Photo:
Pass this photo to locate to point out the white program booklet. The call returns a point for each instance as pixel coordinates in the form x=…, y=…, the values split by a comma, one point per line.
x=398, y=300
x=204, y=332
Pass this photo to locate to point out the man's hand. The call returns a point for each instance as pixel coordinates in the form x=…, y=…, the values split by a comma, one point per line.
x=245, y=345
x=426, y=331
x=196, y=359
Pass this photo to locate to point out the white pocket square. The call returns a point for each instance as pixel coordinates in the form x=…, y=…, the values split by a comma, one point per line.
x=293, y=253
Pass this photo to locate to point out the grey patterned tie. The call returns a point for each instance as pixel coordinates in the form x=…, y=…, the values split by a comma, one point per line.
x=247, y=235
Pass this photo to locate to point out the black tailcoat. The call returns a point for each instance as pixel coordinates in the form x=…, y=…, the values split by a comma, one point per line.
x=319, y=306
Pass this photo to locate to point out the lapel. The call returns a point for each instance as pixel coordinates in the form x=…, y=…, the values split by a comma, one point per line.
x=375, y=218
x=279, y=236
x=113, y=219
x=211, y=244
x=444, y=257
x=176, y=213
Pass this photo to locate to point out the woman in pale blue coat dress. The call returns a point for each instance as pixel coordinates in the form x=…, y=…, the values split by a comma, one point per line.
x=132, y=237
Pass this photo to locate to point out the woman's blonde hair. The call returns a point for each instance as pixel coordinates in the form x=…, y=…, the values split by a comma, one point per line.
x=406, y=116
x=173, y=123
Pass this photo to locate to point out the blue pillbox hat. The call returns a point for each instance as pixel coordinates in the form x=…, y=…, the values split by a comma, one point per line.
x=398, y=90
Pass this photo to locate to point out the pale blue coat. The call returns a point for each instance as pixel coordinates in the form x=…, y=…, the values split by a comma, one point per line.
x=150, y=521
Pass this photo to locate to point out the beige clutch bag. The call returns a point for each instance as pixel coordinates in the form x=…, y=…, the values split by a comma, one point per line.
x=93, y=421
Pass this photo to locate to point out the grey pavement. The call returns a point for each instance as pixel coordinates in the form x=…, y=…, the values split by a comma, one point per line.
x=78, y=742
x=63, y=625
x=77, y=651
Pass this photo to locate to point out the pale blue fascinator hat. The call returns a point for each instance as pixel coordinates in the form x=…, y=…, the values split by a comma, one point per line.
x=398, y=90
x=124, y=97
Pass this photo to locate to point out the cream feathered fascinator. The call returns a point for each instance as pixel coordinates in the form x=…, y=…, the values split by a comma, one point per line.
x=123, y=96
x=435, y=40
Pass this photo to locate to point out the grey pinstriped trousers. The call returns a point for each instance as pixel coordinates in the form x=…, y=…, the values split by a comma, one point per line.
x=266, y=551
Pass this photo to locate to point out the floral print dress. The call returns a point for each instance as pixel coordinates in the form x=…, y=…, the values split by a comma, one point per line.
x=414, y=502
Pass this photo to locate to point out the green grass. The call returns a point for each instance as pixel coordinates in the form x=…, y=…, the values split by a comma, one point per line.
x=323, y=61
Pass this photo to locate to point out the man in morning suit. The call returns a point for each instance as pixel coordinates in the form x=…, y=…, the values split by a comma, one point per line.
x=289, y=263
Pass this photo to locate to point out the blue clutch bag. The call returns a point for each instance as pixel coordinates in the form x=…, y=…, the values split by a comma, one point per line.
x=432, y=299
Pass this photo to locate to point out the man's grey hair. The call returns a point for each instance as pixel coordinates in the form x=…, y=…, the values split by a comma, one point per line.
**********
• Exercise task:
Copy all of the lines above without changing anything.

• Complete output:
Photo:
Pass this photo to locate to point out the white program booklet. The call returns a point for each instance as pixel coordinates in the form x=…, y=…, the values split by a comma, one point per line.
x=398, y=300
x=204, y=332
Pass this photo to locate to point out the man's hand. The call returns a point for each instance as pixel coordinates in the form x=…, y=…, the values split by a comma, one point per line.
x=245, y=345
x=426, y=331
x=196, y=359
Pass this photo to locate to point out the white pocket square. The call returns a point for each instance as pixel coordinates in the form x=…, y=…, the values split by a comma, one point per line.
x=293, y=253
Pass this photo to locate to point out the grey patterned tie. The call returns a point for each instance as pixel coordinates in the form x=…, y=…, the values split by a comma, one point per line.
x=247, y=235
Pass this photo to locate to point out the black tailcoat. The call returns a point for each instance as pixel coordinates in the form x=…, y=…, the values split by a comma, one point per line.
x=319, y=306
Pass this photo to locate to point out the lapel. The call returns a point for each instance as pixel coordinates in the form x=…, y=…, the values split by a comma, one point per line.
x=375, y=218
x=279, y=236
x=113, y=219
x=211, y=244
x=444, y=257
x=176, y=213
Pass this photo to locate to point out the woman in pale blue coat dress. The call returns a point for each instance as pixel coordinates in the form x=…, y=…, the values split by a comma, one point per line.
x=132, y=237
Pass this photo to locate to point out the woman's blonde hair. The call returns a point for each instance as pixel coordinates in the form x=…, y=…, the values split by a comma, one point per line.
x=406, y=116
x=173, y=123
Pass this photo to locate to point out the blue pillbox hat. The call returns a point for each instance as pixel coordinates in the form x=…, y=…, the values split by a comma, one point per line.
x=398, y=90
Pass this photo to locate to point out the pale blue coat. The call returns a point for each instance as pixel coordinates in the form x=…, y=…, the values split by a comma, one point per line.
x=150, y=521
Pass this photo to locate to point out the beige clutch bag. The call returns a point for each instance as pixel coordinates in the form x=…, y=…, the values split by a comma, one point per line.
x=93, y=421
Pass this photo to locate to point out the grey pavement. The call returns a point for each instance as pixel coordinates in the form x=…, y=…, the values split by a comma, one point per line.
x=78, y=742
x=63, y=625
x=77, y=651
Pass this photo to locate to point out the pale blue fascinator hat. The call returns a point for each instance as pixel coordinates in the form x=…, y=…, the values split by a comma, one point per line.
x=398, y=90
x=124, y=97
Pass this photo to locate to point out the cream feathered fascinator. The call returns a point for each instance as pixel coordinates in the form x=…, y=…, the values split by a comma, one point per line.
x=123, y=96
x=435, y=40
Pass this photo to locate to point out the grey pinstriped trousers. The call returns a point for each instance as pixel coordinates in the form x=…, y=…, the values split by a comma, one point per line.
x=266, y=551
Pass this photo to locate to point out the floral print dress. The call returns a point for each instance as pixel coordinates in the form x=…, y=…, the values split by a comma, one point per line.
x=414, y=502
Pass this photo to locate to point out the green grass. The call returns a point for each instance as pixel coordinates in the form x=…, y=…, the values split by a comma, one point per line.
x=323, y=61
Pass this photo to locate to point out the man in morning suit. The call returns a point for each instance as pixel coordinates in the form x=…, y=…, the values split by a comma, one point per line.
x=289, y=263
Pass this photo to locate to point out the blue clutch bag. The call returns a point for each instance as pixel coordinates in the form x=…, y=…, the values split by a comma, one point per line.
x=432, y=299
Pass this photo to locate to point out the man's grey hair. The call returns a point for each instance as pixel coordinates in the form x=…, y=…, the values split by a comma, one point per line.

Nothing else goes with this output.